== Excerpt ==

The crashdc utility is invoked each time the system is booted. If it finds a current crash dump, crashdc creates a data collection file with the same numerical file name extension as the crash dump.

You can also invoke crashdc manually. The syntax of the command for invoking the data collection script is as follows:

/bin/crashdc  vmunix. n /vmcore. n

See the DEC OSF/1 Kernel Debugging manual for an example of the output from the crashdc command.

Managing Crash Dump File Creation

To ensure that you are able to analyze crash dump files following a system crash, you must understand the crash dump file creation process. This process requires that you reserve space on the system for crash dump files. The amount of space you save depends upon your system configuration and the type of crash dump file you want the system to create.

Saving Dumps to a File System

When the system reboots, it attempts to save a crash dump from the crash dump partition to a file system. The savecore utility (/sbin /savecore), which is invoked during system startup before the dump partition is accessed, checks to see if the system crashed or was rebooted. If the system crashed within the last three days, the savecore utility performs the following tasks as the system reboots:

Checks to see if a dump has been made within the last three days and that there is enough space to save it.

== Rows ==
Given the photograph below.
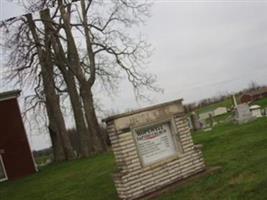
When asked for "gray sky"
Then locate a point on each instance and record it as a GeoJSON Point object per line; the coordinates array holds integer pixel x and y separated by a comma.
{"type": "Point", "coordinates": [202, 49]}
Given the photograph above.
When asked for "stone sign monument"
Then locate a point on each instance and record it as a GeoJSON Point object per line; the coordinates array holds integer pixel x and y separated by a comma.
{"type": "Point", "coordinates": [153, 149]}
{"type": "Point", "coordinates": [243, 114]}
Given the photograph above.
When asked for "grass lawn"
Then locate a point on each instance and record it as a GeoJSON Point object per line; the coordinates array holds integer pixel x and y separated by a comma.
{"type": "Point", "coordinates": [240, 150]}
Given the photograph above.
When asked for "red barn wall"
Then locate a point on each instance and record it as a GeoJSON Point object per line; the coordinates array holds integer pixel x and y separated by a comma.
{"type": "Point", "coordinates": [17, 156]}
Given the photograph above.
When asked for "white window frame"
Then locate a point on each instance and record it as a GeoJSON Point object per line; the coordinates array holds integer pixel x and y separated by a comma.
{"type": "Point", "coordinates": [3, 166]}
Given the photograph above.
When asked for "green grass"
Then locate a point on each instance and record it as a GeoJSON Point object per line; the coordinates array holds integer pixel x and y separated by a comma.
{"type": "Point", "coordinates": [241, 151]}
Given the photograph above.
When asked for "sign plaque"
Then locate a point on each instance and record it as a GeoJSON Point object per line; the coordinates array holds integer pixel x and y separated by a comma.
{"type": "Point", "coordinates": [155, 143]}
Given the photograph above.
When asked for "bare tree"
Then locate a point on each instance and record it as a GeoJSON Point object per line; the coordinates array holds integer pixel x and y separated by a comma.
{"type": "Point", "coordinates": [109, 53]}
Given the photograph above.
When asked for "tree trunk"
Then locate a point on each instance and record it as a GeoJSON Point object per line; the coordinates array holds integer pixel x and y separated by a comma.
{"type": "Point", "coordinates": [82, 131]}
{"type": "Point", "coordinates": [98, 139]}
{"type": "Point", "coordinates": [52, 100]}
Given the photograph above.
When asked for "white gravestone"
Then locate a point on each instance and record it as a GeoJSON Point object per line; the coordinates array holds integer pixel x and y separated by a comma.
{"type": "Point", "coordinates": [243, 114]}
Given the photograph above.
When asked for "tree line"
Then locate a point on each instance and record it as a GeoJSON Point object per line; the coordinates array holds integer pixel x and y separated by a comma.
{"type": "Point", "coordinates": [64, 50]}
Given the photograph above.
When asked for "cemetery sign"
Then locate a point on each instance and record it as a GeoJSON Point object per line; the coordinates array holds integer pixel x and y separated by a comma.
{"type": "Point", "coordinates": [153, 148]}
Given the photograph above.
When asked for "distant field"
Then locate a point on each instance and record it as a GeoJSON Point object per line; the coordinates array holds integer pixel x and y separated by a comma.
{"type": "Point", "coordinates": [226, 103]}
{"type": "Point", "coordinates": [241, 151]}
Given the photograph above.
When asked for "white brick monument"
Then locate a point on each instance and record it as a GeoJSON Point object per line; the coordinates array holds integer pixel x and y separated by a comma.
{"type": "Point", "coordinates": [153, 149]}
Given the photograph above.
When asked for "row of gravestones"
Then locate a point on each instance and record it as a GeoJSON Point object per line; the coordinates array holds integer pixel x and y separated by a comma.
{"type": "Point", "coordinates": [242, 115]}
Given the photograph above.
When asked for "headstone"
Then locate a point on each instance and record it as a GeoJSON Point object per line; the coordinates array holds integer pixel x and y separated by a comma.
{"type": "Point", "coordinates": [220, 111]}
{"type": "Point", "coordinates": [153, 148]}
{"type": "Point", "coordinates": [243, 114]}
{"type": "Point", "coordinates": [256, 111]}
{"type": "Point", "coordinates": [196, 124]}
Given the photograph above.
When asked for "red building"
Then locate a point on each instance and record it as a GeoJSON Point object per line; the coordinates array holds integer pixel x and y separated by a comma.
{"type": "Point", "coordinates": [16, 158]}
{"type": "Point", "coordinates": [254, 95]}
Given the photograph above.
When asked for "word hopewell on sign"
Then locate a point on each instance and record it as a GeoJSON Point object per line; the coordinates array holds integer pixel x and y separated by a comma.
{"type": "Point", "coordinates": [155, 143]}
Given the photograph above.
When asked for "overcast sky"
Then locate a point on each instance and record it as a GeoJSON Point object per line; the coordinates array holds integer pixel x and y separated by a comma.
{"type": "Point", "coordinates": [202, 49]}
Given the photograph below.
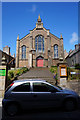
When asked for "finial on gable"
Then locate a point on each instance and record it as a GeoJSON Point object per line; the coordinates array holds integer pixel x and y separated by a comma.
{"type": "Point", "coordinates": [39, 19]}
{"type": "Point", "coordinates": [61, 36]}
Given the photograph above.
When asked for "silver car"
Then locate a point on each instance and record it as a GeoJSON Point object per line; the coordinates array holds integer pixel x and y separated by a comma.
{"type": "Point", "coordinates": [33, 94]}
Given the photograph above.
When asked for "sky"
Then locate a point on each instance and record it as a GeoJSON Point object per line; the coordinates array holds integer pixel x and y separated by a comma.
{"type": "Point", "coordinates": [21, 17]}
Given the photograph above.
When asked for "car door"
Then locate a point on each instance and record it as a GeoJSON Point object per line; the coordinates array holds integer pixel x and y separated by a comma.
{"type": "Point", "coordinates": [22, 94]}
{"type": "Point", "coordinates": [44, 95]}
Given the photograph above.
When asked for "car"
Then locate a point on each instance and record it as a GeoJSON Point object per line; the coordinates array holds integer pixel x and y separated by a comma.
{"type": "Point", "coordinates": [34, 94]}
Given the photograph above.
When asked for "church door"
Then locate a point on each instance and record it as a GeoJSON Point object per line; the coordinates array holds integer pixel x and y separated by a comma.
{"type": "Point", "coordinates": [39, 62]}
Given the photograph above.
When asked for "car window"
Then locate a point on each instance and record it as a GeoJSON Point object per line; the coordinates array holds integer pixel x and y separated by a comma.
{"type": "Point", "coordinates": [22, 88]}
{"type": "Point", "coordinates": [42, 87]}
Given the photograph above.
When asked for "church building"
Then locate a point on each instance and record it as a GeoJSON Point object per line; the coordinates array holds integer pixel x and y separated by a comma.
{"type": "Point", "coordinates": [39, 48]}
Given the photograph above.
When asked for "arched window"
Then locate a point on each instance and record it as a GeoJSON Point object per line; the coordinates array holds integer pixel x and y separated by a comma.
{"type": "Point", "coordinates": [39, 43]}
{"type": "Point", "coordinates": [55, 51]}
{"type": "Point", "coordinates": [23, 52]}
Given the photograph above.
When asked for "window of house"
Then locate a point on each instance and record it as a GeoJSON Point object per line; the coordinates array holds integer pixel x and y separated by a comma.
{"type": "Point", "coordinates": [23, 52]}
{"type": "Point", "coordinates": [39, 43]}
{"type": "Point", "coordinates": [55, 51]}
{"type": "Point", "coordinates": [22, 88]}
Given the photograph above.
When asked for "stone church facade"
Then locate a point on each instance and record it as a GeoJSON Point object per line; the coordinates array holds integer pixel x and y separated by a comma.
{"type": "Point", "coordinates": [39, 48]}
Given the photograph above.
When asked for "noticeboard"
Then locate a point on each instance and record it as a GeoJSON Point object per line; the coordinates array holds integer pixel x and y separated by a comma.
{"type": "Point", "coordinates": [63, 71]}
{"type": "Point", "coordinates": [3, 72]}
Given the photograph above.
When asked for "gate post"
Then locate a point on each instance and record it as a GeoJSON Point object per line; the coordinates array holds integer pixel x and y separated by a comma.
{"type": "Point", "coordinates": [3, 76]}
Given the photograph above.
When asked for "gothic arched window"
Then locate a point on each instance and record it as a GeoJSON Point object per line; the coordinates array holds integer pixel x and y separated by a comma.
{"type": "Point", "coordinates": [55, 51]}
{"type": "Point", "coordinates": [39, 43]}
{"type": "Point", "coordinates": [23, 52]}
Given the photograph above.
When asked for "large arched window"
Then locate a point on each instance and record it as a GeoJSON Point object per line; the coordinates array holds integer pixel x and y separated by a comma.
{"type": "Point", "coordinates": [55, 51]}
{"type": "Point", "coordinates": [39, 43]}
{"type": "Point", "coordinates": [23, 52]}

== Tasks to carry out ==
A – Answer these questions about the crash dump excerpt:
(i) When is the crashdc utility invoked without manual action?
(ii) Which manual contains an example of output from the crashdc command?
(iii) Within how many days must the system have crashed for savecore to perform its tasks on reboot?
B – Does each statement agree with the crash dump excerpt? Answer yes or no and quote the words that decide it.
(i) The crashdc utility can run only during system boot.
(ii) The space reserved for crash dump files depends on the system configuration and the type of crash dump file.
(iii) The savecore utility is invoked after the dump partition is accessed.
C – Write the next part of the crash dump text, picking up after its final sentence.
These records have no connection to the crash dump text.

== The responses ==
A –
(i) Each time the system is booted.
(ii) The DEC OSF/1 Kernel Debugging manual.
(iii) Within the last three days.

B –
(i) No: "You can also invoke crashdc manually."
(ii) Yes: "The amount of space you save depends upon your system configuration and the type of crash dump file you want the system to create."
(iii) No: "which is invoked during system startup before the dump partition is accessed"

C –
Saves the dump file and kernel image into a specified directory. The default files for the kernel image and the dump file are vmunix.n and vmcore.n, respectively.
The variable n gives the number of the crash. The number of the crash is recorded in the bounds file. After the first crash, the bounds file is created in the crash dump directory and the value one is stored in it. That value is incremented for each succeeding crash.
Logs a reboot message using the facility LOG_CRIT, which logs critical conditions. For more information, refer to the syslog(3) reference page.
Logs the panic string in both the ASCII and binary error log files, if the system crashed as a result of a panic.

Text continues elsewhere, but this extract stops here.